(Beginning of Provided entries)

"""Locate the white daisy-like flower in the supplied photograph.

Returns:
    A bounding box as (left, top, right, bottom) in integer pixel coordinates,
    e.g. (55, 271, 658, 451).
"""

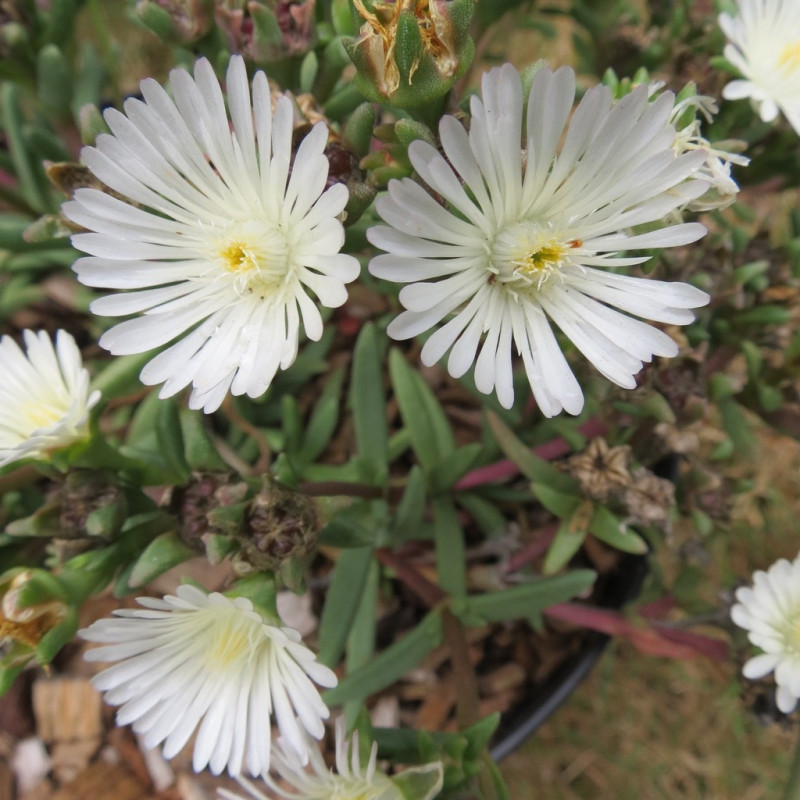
(80, 584, 338, 776)
(719, 0, 800, 134)
(220, 717, 443, 800)
(367, 64, 710, 416)
(63, 55, 360, 413)
(668, 93, 749, 212)
(731, 552, 800, 714)
(0, 329, 100, 468)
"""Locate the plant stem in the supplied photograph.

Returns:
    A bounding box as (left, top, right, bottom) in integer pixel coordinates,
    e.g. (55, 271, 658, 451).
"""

(End of Provided entries)

▶ [Your objective]:
Wherever a line of the data above contains "supplied", copy that line.

▶ [Answer for this exercise]:
"""Locate the white daisy-like flower in the supplied photograph.
"""Locate the plant stem in the supplied photograph.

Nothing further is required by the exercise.